TRECHO DE ORIGEM:

========================================================================

Armand espera por Diego no estacionamento do hospital. Exibe um revólver, e exige que Diego cuide de Sara, que a faça ficar boa. Diego tenta dizer que não há como salvá-la, mas Armand insiste, brandindo o revólver. Diego faz a promessa, mas Armand atira nele. Há um segundo tiro; momentos depois, o jovem Juanjo se prepara para deixar o hospital, no estacionamento, e se depara com a cena: Armand, ferido de morte, está sobre Diego, também atingido por uma bala.
Estamos aí com uns 15 minutos do filme. Vai se seguir uma trama complexa, que se vale do sobrenatural, e poderá deixar o espectador perplexo. Surgirão novos personagens ligados a esses, haverá flashbacks que explicarão partes do novelo – no fim, percebe-se que tudo tem uma lógica perfeita, desde que se admita a existência de poderes sobrenaturais que vão passando de uma pessoa a outra, numa corrente de surpresas.
O cinema espanhol tem criado esse tipo de trama em belos filmes
Tramas complexas, diversos personagens ligados por laços intrincados, como numa corrente, a proximidade da morte, doenças graves, estado de coma, um clima de suspense, mistério, um pé no sobrenatural – a coragem de enfrentar de frente temas fortes, duros, aliada a uma grande engenhosidade, talento, para criar as histórias. Essas características estão presentes em diversos filmes espanhóis dos últimos anos, feitos por grandes diretores – Pedro Almodóvar, Isabel Coixet, Augustin Dias Yanes, Alejandro Amenábar, Daniel Sánchez Arévalo. Não por coincidência, Amenábar – criador do excelente Os Outros, um filme tremendamente horrorizante com grande atuação de Nicole Kidman – é um dos produtores deste El Mal Ajeno.

========================================================================

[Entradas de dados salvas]
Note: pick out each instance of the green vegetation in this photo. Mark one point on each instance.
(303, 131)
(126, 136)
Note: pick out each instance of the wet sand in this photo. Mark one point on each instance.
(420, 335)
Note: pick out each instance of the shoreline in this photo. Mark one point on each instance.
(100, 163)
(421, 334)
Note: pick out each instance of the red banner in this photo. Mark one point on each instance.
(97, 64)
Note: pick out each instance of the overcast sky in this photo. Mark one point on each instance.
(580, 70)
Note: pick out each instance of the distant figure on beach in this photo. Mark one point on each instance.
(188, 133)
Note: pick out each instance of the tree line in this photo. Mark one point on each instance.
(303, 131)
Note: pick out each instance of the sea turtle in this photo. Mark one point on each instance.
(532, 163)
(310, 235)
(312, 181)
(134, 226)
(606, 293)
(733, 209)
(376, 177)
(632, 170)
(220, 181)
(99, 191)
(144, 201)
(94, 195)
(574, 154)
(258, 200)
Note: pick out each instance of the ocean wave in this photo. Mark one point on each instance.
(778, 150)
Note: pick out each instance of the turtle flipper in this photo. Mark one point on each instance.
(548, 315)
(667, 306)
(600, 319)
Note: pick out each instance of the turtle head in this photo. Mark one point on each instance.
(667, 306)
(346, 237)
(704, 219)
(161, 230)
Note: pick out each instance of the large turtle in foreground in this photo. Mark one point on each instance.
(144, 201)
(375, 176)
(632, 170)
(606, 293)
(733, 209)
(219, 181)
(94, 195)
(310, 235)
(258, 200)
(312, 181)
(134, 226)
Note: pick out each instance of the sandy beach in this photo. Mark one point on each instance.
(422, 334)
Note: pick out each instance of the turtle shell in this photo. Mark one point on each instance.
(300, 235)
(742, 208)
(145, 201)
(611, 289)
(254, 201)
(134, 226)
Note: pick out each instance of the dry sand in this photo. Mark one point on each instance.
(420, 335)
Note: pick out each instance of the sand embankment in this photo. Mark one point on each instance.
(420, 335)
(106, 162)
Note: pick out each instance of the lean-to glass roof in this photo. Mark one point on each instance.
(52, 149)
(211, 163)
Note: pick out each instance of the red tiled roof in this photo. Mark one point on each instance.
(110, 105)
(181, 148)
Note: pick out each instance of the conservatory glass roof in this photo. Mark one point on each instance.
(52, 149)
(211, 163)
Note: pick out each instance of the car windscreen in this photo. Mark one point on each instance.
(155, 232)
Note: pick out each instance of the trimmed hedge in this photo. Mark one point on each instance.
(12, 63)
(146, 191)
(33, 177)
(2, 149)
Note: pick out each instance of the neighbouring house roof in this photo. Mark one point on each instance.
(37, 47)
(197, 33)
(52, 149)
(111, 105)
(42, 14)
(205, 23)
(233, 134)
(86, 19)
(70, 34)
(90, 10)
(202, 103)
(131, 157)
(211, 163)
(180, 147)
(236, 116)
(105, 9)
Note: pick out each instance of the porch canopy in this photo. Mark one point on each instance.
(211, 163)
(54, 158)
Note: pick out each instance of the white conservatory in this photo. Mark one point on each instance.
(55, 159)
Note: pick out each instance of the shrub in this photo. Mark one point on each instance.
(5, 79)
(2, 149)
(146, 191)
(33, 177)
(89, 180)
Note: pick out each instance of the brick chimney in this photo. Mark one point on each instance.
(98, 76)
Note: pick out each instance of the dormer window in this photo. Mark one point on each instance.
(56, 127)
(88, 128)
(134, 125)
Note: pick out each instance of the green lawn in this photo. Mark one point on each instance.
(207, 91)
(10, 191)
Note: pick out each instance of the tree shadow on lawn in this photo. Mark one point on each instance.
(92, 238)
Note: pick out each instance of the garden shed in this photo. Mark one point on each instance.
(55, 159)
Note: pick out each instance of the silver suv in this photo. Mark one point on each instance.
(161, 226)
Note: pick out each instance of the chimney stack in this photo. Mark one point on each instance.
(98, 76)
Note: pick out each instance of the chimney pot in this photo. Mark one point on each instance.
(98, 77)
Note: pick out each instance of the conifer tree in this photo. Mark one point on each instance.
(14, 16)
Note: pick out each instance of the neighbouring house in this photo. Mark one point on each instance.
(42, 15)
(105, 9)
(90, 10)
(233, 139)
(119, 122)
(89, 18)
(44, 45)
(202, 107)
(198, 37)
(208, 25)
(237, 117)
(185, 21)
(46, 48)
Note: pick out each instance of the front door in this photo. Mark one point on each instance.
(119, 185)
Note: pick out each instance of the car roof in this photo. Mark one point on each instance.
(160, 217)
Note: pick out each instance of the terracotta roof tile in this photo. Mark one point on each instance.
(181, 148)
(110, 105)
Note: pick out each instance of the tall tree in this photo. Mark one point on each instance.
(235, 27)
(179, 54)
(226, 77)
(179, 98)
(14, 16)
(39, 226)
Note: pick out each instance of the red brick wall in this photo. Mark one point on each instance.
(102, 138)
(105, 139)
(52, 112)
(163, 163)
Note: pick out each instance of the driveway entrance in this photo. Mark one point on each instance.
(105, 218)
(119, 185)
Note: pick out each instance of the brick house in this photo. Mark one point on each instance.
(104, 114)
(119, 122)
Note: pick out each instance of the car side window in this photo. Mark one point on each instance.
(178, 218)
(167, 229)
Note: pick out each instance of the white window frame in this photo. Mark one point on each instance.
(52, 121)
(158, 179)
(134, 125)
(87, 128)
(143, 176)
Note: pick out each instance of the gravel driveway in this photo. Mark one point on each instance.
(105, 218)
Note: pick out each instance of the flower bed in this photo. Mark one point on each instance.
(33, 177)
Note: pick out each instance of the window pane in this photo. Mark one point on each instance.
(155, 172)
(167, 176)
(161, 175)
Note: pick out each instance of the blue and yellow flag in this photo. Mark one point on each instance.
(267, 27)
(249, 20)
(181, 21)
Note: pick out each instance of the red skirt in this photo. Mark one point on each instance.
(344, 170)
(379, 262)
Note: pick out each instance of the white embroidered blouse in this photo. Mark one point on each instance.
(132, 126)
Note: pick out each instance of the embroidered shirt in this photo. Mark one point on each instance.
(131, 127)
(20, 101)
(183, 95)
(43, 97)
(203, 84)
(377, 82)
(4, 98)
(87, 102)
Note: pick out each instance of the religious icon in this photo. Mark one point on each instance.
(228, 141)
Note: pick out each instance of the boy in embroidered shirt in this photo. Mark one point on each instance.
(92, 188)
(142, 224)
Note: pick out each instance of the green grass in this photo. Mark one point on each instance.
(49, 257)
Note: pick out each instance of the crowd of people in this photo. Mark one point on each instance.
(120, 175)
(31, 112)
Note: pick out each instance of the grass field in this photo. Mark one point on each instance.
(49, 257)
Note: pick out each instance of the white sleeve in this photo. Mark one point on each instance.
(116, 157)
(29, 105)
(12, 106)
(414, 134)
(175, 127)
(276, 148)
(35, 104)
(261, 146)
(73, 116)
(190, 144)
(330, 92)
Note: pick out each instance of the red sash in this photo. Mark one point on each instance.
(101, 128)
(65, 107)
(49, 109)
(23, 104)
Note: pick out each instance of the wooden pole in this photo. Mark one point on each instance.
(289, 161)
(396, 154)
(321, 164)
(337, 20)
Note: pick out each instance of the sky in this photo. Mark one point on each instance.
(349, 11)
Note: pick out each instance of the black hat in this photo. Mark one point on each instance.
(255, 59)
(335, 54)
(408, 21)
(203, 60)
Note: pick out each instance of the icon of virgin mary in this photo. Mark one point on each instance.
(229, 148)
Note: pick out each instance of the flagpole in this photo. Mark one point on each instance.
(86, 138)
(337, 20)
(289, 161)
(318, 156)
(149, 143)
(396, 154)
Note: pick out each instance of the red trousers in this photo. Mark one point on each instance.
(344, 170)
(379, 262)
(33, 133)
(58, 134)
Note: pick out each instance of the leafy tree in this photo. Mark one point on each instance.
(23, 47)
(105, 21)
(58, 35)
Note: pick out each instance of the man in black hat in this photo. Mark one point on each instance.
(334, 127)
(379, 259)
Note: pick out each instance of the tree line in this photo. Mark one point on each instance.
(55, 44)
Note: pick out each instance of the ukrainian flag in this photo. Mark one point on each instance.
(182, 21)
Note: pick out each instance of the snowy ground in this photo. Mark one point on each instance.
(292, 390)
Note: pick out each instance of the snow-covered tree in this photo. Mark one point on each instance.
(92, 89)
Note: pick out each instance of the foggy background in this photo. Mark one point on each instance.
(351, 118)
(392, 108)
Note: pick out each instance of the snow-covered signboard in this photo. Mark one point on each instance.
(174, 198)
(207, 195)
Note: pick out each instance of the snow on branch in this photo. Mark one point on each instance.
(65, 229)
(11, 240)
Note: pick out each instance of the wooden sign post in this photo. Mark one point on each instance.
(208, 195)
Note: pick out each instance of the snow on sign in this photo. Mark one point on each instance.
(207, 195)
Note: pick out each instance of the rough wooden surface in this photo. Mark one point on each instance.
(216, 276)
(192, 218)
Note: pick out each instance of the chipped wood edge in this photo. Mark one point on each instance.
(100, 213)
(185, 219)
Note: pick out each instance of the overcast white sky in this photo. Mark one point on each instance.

========================================================================

Extraia, sem nenhuma alteração, o trecho do texto sobre o filme El Mal Ajeno que vai de "O cinema espanhol" até "El Mal Ajeno.".

RESPOSTA DO EXERCÍCIO:
O cinema espanhol tem criado esse tipo de trama em belos filmes
Tramas complexas, diversos personagens ligados por laços intrincados, como numa corrente, a proximidade da morte, doenças graves, estado de coma, um clima de suspense, mistério, um pé no sobrenatural – a coragem de enfrentar de frente temas fortes, duros, aliada a uma grande engenhosidade, talento, para criar as histórias. Essas características estão presentes em diversos filmes espanhóis dos últimos anos, feitos por grandes diretores – Pedro Almodóvar, Isabel Coixet, Augustin Dias Yanes, Alejandro Amenábar, Daniel Sánchez Arévalo. Não por coincidência, Amenábar – criador do excelente Os Outros, um filme tremendamente horrorizante com grande atuação de Nicole Kidman – é um dos produtores deste El Mal Ajeno.